#### Extracted information ####

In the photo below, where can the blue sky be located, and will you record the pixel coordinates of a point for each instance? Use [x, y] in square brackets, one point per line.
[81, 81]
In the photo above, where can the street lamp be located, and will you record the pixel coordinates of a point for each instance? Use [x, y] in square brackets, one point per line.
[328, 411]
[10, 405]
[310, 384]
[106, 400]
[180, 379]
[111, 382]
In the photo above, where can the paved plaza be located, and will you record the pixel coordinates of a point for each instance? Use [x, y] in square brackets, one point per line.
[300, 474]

####
#### Extracted information ####

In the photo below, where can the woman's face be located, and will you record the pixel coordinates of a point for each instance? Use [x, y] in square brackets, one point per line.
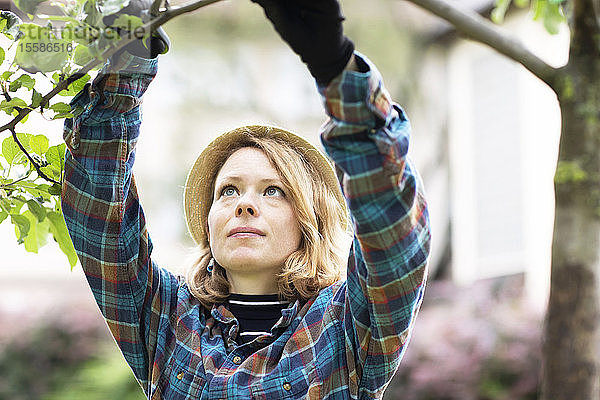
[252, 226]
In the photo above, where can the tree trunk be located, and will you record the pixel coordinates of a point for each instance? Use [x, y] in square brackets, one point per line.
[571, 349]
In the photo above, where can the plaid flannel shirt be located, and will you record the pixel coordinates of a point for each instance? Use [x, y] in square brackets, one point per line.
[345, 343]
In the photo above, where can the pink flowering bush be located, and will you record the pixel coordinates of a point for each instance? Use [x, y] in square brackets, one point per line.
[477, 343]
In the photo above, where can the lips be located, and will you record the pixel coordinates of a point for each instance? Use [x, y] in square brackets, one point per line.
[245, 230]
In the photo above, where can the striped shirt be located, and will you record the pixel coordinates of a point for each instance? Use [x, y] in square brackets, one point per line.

####

**What you are asked to do:** Look above for the line holding "In the photo above, where can the plaid". Print it and every line after it, exactly, through the line holding "In the photo above, where can the striped".

**Completed exercise:**
In the photo above, where can the plaid flannel shirt be located, and will you record the pixel coordinates of a point for each instance? Use [x, y] in square brackets, one point per line.
[345, 343]
In the photo above, where can the pink flowering bush be located, and will you record the pixel coordinates of a point for each instance? Use [x, y] in square brackets, one point per line.
[477, 343]
In the photo above, where can the lips be located, and will you record the pixel coordinates of a point for each instance? Use [x, y] in square brackets, one point per line.
[245, 230]
In the photo above, where can the striped shirt be located, and will you record the pixel coordinates of a point for each instance? Use [x, y] in square brackets, one point per line.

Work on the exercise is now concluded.